Exercise requirements: The data is to be set down once more, exactly as it reads.

Records for the exercise:
_ _ _ _ _

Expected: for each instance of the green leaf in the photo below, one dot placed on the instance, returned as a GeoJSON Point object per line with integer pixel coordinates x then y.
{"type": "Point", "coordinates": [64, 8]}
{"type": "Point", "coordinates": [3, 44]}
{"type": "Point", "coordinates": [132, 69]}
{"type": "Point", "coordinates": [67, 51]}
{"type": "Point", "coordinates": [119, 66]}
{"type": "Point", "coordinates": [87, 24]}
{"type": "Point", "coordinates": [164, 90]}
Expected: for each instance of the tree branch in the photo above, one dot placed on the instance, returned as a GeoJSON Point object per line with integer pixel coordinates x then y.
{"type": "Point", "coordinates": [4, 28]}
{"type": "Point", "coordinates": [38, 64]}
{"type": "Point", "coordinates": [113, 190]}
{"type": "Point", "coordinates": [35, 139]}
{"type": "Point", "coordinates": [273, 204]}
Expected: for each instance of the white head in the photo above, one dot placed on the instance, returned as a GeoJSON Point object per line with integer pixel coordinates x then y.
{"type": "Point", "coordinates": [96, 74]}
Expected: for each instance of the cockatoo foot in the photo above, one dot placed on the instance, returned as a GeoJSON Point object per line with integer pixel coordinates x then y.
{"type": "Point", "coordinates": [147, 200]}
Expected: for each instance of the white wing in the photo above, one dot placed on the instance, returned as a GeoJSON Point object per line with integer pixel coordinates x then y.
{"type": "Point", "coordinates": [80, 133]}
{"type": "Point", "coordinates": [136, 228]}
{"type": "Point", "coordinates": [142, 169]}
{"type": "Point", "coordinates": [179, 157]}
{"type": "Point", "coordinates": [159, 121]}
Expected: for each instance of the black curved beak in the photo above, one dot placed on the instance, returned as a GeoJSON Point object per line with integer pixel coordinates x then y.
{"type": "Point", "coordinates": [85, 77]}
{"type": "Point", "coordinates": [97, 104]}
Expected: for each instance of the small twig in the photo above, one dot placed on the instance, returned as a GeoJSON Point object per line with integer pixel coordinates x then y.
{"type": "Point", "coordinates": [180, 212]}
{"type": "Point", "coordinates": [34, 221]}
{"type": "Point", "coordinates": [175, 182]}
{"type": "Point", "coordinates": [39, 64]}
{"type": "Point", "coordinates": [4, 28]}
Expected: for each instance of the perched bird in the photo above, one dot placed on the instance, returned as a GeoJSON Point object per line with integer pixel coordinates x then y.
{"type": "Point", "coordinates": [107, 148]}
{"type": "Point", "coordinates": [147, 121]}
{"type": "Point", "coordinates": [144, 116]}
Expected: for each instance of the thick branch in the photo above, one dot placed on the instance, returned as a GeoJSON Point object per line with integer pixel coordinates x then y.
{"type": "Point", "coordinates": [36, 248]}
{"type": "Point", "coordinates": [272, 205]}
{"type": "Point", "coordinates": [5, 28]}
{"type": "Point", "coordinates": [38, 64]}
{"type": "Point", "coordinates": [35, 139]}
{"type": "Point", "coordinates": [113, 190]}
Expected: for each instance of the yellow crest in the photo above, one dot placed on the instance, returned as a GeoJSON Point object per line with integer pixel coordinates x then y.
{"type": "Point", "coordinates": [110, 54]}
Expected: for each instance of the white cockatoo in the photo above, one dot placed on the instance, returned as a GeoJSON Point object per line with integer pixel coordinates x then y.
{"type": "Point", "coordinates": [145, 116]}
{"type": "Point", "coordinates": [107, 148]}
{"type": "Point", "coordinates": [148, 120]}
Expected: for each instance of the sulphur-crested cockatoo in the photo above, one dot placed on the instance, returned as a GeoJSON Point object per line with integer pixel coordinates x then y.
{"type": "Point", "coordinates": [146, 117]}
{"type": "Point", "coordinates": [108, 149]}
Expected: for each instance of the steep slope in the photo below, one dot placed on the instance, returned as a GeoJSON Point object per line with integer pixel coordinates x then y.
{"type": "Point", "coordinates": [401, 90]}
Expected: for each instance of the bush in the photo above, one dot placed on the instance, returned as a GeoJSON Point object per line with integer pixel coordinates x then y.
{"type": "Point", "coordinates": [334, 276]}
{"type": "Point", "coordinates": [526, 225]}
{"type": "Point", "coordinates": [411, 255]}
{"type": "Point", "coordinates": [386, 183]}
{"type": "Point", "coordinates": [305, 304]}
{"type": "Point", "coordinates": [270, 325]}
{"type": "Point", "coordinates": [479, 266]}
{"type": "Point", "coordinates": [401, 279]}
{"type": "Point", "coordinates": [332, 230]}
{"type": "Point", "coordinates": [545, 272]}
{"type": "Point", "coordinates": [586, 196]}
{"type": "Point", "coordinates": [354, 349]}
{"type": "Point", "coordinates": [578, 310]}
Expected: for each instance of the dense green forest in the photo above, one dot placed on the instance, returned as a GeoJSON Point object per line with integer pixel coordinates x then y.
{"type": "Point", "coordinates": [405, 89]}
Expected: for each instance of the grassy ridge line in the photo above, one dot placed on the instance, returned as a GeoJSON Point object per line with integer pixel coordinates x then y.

_ _ _ _ _

Completed exercise:
Expected: for each instance of the green leaf in the photo below, one dot placed on the instance, returned as a GeoJSON Point object per line with integer pixel coordinates x then y.
{"type": "Point", "coordinates": [64, 8]}
{"type": "Point", "coordinates": [3, 44]}
{"type": "Point", "coordinates": [132, 69]}
{"type": "Point", "coordinates": [67, 51]}
{"type": "Point", "coordinates": [119, 66]}
{"type": "Point", "coordinates": [87, 24]}
{"type": "Point", "coordinates": [164, 90]}
Expected: for each instance of the tree branch in the photo above, one dot placed on the instance, returned as a GeoJSON Point object per line with integer pixel coordinates x then y.
{"type": "Point", "coordinates": [4, 28]}
{"type": "Point", "coordinates": [38, 64]}
{"type": "Point", "coordinates": [113, 190]}
{"type": "Point", "coordinates": [35, 139]}
{"type": "Point", "coordinates": [273, 204]}
Expected: for each instance of the white head in the photo above, one dot placed on the instance, returned as a GeoJSON Point object per line with integer pixel coordinates x then y.
{"type": "Point", "coordinates": [96, 74]}
Expected: for each instance of the cockatoo foot in the photo above, one dot placed on the instance, returned as a GeoJSON Point object per line with integer pixel coordinates x then y.
{"type": "Point", "coordinates": [147, 200]}
Expected: for each instance of the white wing in the photo above, one dot placed on the instance, returned as a GeoJSON Point object per line with integer pixel coordinates x then y.
{"type": "Point", "coordinates": [80, 133]}
{"type": "Point", "coordinates": [136, 228]}
{"type": "Point", "coordinates": [142, 169]}
{"type": "Point", "coordinates": [179, 157]}
{"type": "Point", "coordinates": [159, 121]}
Expected: for each instance of the black curved beak in the photo above, one dot placed on the instance, returned as a GeoJSON Point object per line with integer pixel coordinates x then y.
{"type": "Point", "coordinates": [85, 77]}
{"type": "Point", "coordinates": [97, 104]}
Expected: for each instance of the small twig in the photo above, one dot placed on the instance, returned as a GeoJSON Point object per line with integer pixel coordinates x then y.
{"type": "Point", "coordinates": [180, 212]}
{"type": "Point", "coordinates": [34, 221]}
{"type": "Point", "coordinates": [175, 182]}
{"type": "Point", "coordinates": [39, 64]}
{"type": "Point", "coordinates": [4, 28]}
Expected: for each instance of the perched bird in the photo above, one dot placed on the instance, returned as a GeoJSON Point object per line with integer pixel coordinates x then y.
{"type": "Point", "coordinates": [107, 148]}
{"type": "Point", "coordinates": [147, 121]}
{"type": "Point", "coordinates": [144, 116]}
Expected: for each instance of the thick branch in the photo above, one dot placed on the instance, returned as a GeoJSON Point object per line with integer pixel coordinates x then y.
{"type": "Point", "coordinates": [36, 248]}
{"type": "Point", "coordinates": [272, 205]}
{"type": "Point", "coordinates": [5, 28]}
{"type": "Point", "coordinates": [38, 64]}
{"type": "Point", "coordinates": [35, 139]}
{"type": "Point", "coordinates": [113, 190]}
Expected: for each instance of the yellow crest in the photo above, one dot placed on the instance, returned as a GeoJSON Point object per line with integer pixel coordinates x then y.
{"type": "Point", "coordinates": [110, 54]}
Expected: for each instance of the white cockatoo in the photo above, one dot placed on the instance, returned as a GeoJSON Point object per line with integer pixel coordinates x then y.
{"type": "Point", "coordinates": [145, 116]}
{"type": "Point", "coordinates": [107, 148]}
{"type": "Point", "coordinates": [148, 120]}
Expected: for each instance of the sulphur-crested cockatoo in the photo above, one dot placed on the instance, returned as a GeoJSON Point object per line with integer pixel coordinates x then y.
{"type": "Point", "coordinates": [146, 117]}
{"type": "Point", "coordinates": [108, 149]}
Expected: for each instance of the steep slope in the photo below, one dot placed on the instance, returned as a GeoJSON Point object per line with integer pixel coordinates x then y.
{"type": "Point", "coordinates": [401, 90]}
Expected: for each instance of the bush in the photo above, one dot placed on the instance, returned as a GeoJSON Point object per line with integer pixel coordinates x then y.
{"type": "Point", "coordinates": [334, 276]}
{"type": "Point", "coordinates": [526, 225]}
{"type": "Point", "coordinates": [411, 255]}
{"type": "Point", "coordinates": [386, 183]}
{"type": "Point", "coordinates": [305, 304]}
{"type": "Point", "coordinates": [270, 325]}
{"type": "Point", "coordinates": [479, 266]}
{"type": "Point", "coordinates": [401, 279]}
{"type": "Point", "coordinates": [332, 230]}
{"type": "Point", "coordinates": [545, 272]}
{"type": "Point", "coordinates": [586, 196]}
{"type": "Point", "coordinates": [354, 349]}
{"type": "Point", "coordinates": [578, 310]}
Expected: for each instance of the dense green forest in the photo above, one dot placed on the instance, returned as a GeoJSON Point object per line with integer pixel coordinates x then y.
{"type": "Point", "coordinates": [405, 89]}
Expected: for each instance of the grassy ridge line in the photo above, one dot placed on the instance, returned as a GeoJSON Point object per line with integer pixel coordinates x then y.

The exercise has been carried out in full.